• Aim of the exercise
Update the lines from the one containing "black uniform in" down to the one containing "Target: firefighter in black uniform", replacing "black uniform" with "dark uniform" and changing nothing else. Give only those lines.

• Records to use
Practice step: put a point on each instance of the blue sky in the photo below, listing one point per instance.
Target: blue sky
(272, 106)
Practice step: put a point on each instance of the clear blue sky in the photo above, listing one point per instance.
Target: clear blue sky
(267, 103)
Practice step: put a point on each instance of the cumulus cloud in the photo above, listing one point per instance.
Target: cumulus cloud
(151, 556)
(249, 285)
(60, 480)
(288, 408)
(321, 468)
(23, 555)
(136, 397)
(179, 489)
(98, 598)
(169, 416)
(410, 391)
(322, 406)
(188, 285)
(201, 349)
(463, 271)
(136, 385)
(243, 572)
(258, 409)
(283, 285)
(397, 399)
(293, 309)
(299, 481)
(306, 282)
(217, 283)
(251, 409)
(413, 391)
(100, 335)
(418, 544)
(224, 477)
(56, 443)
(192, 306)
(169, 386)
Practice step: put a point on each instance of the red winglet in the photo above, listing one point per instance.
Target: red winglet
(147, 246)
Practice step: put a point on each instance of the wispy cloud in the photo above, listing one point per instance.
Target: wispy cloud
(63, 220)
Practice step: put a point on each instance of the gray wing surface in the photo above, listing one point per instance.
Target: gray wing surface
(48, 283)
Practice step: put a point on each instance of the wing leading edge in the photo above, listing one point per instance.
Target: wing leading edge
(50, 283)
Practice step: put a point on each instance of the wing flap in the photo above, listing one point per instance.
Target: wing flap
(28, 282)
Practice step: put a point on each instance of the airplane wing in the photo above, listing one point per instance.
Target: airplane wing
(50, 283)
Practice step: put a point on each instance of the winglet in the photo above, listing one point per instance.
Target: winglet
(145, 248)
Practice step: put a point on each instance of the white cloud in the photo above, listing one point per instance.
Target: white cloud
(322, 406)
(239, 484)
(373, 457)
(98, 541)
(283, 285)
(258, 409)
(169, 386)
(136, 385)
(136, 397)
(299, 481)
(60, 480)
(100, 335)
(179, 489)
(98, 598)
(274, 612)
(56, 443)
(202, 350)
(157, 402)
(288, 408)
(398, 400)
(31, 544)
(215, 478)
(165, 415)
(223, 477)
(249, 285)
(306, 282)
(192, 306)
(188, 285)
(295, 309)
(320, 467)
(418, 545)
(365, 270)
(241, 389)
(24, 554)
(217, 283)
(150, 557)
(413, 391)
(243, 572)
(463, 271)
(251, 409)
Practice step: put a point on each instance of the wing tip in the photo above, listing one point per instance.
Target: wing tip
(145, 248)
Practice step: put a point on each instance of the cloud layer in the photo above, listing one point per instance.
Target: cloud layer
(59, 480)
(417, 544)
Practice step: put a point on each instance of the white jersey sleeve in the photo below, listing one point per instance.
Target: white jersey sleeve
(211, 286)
==
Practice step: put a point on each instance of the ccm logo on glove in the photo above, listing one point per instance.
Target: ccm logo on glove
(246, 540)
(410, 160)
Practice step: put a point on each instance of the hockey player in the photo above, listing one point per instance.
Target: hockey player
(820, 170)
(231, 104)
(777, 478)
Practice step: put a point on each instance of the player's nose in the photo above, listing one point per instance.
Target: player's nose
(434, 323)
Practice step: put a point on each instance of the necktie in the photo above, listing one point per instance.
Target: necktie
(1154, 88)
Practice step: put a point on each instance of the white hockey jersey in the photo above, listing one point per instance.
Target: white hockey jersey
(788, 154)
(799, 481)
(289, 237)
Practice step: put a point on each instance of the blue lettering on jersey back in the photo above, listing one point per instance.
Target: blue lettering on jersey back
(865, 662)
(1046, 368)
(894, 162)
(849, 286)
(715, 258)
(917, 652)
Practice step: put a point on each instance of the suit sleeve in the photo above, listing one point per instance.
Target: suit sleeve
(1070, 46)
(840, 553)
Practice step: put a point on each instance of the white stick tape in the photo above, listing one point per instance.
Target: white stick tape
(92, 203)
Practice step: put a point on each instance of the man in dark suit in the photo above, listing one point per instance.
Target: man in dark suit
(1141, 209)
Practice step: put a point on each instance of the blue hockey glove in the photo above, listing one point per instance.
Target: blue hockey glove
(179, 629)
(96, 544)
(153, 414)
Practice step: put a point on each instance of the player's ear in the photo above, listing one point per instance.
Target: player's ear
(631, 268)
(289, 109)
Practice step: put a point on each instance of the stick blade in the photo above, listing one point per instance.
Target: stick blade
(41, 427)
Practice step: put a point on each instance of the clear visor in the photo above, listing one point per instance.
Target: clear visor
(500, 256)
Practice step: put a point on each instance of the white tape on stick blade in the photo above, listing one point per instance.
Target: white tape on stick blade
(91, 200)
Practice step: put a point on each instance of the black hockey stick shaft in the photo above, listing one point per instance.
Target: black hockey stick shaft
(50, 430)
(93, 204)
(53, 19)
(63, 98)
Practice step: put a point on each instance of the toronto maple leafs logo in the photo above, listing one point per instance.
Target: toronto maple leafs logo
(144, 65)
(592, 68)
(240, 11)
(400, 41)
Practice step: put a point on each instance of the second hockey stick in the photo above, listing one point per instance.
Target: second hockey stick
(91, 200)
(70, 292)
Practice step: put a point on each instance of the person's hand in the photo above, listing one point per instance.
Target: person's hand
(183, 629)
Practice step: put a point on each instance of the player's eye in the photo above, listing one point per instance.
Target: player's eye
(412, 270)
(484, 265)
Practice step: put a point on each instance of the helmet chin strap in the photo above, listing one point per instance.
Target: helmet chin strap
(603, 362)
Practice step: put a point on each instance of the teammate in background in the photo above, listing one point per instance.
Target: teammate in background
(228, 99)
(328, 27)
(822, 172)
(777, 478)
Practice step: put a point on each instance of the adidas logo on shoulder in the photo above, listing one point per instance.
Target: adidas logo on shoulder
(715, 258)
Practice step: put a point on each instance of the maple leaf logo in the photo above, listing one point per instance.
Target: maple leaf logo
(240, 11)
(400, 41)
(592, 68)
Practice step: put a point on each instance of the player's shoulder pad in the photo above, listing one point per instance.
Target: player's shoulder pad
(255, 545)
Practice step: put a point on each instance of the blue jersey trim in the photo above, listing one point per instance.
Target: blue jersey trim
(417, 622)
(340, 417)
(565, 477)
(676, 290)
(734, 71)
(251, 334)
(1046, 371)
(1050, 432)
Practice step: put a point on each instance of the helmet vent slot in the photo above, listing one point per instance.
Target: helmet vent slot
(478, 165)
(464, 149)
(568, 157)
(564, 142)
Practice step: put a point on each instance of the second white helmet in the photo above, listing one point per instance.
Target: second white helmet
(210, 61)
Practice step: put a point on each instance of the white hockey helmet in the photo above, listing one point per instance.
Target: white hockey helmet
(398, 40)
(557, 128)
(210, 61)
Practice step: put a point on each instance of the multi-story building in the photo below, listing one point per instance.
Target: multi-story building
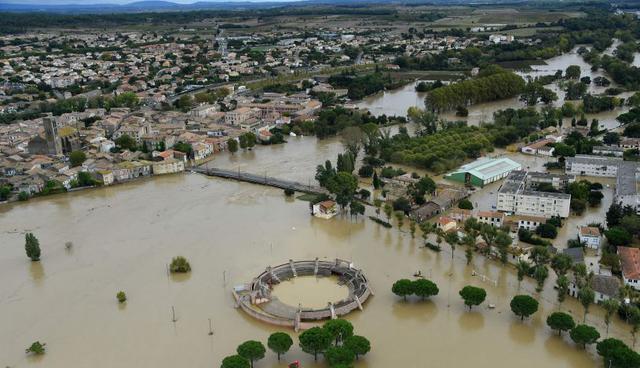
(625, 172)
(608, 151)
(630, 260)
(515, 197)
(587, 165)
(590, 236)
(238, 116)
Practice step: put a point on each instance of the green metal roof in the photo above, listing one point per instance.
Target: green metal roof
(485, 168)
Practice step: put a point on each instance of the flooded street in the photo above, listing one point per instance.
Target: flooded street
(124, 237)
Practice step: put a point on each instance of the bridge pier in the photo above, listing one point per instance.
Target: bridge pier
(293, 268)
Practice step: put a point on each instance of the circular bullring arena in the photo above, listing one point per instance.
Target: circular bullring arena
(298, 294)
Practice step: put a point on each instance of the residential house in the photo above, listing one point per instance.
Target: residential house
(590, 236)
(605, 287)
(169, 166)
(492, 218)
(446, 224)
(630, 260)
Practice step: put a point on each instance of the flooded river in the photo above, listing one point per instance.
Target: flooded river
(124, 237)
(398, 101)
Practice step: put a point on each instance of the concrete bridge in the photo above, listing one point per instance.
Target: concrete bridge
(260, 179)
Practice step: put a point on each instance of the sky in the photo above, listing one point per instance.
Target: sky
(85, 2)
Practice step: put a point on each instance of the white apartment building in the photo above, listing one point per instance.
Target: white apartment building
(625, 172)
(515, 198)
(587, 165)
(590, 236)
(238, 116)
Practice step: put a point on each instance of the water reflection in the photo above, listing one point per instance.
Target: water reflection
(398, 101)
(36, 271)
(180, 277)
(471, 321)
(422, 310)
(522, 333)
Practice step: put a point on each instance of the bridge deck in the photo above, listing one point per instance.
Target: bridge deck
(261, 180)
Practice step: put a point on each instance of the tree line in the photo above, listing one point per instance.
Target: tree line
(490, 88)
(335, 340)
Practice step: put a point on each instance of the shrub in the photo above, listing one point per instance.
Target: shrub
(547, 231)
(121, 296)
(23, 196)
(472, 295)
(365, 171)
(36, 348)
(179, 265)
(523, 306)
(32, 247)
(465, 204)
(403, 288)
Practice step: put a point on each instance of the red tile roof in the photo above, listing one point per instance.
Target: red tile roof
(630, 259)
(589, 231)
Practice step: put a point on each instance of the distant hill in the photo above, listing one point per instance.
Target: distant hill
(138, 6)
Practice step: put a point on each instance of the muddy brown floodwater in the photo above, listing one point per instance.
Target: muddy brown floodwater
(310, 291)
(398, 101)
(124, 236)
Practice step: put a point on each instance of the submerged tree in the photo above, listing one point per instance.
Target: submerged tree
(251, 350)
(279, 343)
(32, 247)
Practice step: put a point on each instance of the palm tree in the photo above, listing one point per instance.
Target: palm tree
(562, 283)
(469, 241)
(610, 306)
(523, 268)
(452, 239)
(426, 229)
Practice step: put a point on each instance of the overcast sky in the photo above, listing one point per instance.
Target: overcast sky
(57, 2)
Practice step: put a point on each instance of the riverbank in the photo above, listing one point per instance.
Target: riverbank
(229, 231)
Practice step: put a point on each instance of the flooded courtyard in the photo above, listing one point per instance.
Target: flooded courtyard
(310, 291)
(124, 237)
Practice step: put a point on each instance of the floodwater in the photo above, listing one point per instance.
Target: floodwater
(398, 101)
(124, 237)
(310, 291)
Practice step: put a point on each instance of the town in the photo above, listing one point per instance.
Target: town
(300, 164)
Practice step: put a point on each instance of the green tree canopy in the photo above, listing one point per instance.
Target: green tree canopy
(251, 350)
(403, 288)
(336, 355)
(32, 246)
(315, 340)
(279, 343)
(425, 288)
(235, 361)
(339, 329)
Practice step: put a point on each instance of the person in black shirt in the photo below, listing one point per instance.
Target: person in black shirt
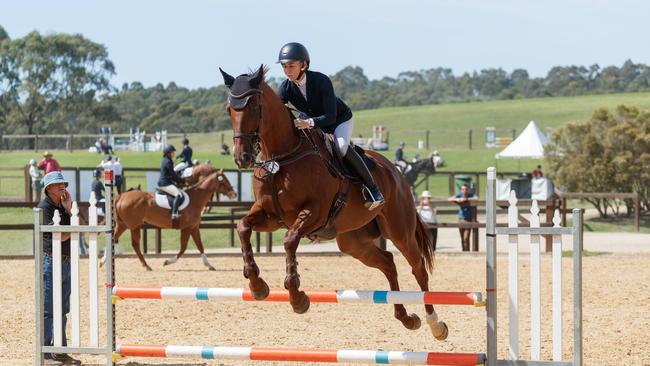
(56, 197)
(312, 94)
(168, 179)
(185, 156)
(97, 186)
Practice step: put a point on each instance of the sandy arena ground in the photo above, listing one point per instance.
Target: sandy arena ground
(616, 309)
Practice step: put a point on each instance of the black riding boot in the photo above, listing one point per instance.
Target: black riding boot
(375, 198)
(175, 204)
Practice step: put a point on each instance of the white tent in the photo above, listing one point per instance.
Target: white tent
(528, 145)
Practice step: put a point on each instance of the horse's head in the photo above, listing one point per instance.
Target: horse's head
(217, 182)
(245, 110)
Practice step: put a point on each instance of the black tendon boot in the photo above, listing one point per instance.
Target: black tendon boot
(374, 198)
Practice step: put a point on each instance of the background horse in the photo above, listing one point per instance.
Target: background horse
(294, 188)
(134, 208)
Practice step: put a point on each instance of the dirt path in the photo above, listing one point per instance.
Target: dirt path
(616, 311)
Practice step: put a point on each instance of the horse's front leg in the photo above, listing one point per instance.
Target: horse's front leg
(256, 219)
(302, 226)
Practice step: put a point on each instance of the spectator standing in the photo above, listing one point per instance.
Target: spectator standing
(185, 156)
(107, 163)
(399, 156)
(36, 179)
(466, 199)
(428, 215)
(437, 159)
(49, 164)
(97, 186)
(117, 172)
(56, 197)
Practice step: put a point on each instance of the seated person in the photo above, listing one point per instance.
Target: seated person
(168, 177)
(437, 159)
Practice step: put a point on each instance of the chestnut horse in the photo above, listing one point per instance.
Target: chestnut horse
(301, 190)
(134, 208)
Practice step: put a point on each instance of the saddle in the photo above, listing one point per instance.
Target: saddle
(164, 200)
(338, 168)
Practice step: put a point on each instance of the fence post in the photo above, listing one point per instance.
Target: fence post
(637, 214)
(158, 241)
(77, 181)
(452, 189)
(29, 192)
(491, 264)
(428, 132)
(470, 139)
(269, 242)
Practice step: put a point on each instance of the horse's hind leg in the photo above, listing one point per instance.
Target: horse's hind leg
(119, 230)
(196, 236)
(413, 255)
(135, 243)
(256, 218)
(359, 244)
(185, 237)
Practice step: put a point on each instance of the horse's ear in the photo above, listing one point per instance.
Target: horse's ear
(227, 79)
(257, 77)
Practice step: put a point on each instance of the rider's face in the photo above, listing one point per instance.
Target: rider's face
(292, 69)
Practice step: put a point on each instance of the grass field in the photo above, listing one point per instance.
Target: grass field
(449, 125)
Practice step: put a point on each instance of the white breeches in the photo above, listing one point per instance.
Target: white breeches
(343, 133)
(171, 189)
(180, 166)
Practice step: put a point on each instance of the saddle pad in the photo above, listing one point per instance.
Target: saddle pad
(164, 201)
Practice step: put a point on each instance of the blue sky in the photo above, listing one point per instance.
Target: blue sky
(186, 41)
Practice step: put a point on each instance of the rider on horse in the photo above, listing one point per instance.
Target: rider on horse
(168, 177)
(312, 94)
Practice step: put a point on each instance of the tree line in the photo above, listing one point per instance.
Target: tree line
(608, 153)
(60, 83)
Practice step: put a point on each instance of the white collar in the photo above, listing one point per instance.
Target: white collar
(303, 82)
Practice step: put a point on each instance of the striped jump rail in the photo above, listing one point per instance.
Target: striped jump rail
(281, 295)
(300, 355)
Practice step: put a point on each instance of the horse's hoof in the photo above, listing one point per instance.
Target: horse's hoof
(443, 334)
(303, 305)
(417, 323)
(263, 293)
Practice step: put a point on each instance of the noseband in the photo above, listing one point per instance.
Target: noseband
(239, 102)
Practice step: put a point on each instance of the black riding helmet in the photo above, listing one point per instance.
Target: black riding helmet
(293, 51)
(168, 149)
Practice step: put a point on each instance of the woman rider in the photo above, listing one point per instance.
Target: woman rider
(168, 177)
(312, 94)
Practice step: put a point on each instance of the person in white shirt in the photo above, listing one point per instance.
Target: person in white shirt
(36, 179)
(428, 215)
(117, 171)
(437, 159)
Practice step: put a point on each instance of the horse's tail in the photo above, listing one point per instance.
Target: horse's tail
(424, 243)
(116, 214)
* * *
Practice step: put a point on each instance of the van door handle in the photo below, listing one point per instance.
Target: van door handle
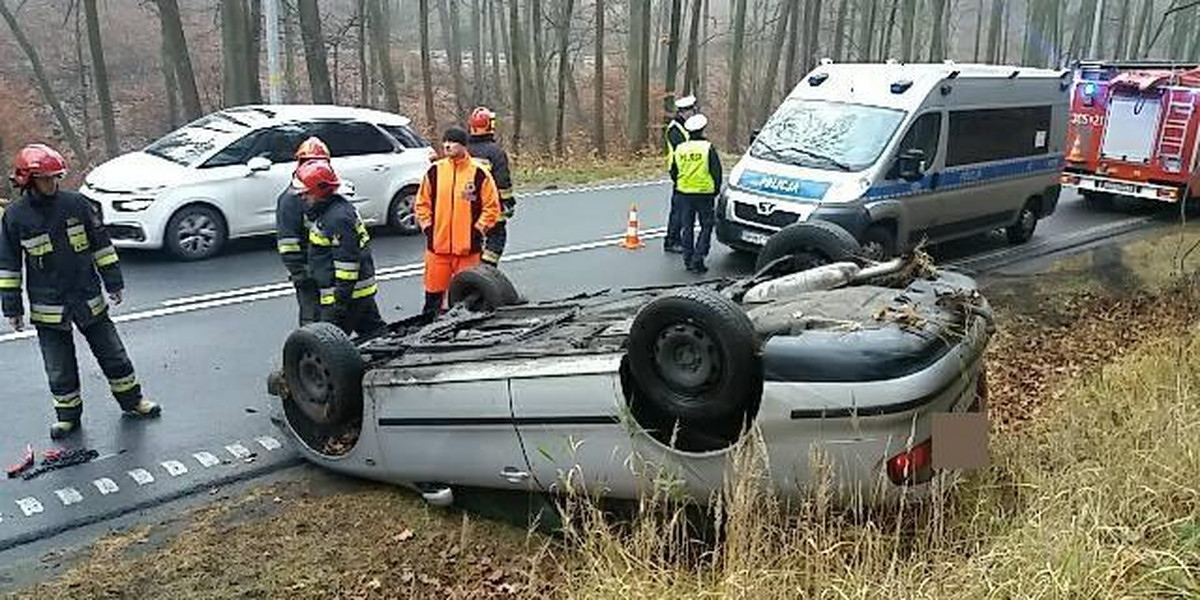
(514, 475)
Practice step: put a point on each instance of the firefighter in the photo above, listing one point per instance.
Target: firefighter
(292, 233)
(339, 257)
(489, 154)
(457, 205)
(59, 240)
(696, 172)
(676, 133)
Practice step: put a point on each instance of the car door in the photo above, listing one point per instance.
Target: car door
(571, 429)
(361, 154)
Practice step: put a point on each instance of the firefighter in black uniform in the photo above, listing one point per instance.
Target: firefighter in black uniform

• Final result
Practice step: put a point on each instance of the firefighter in dark uniform in the photo above, listing one point per instance.
Target: firefighter in dark uniform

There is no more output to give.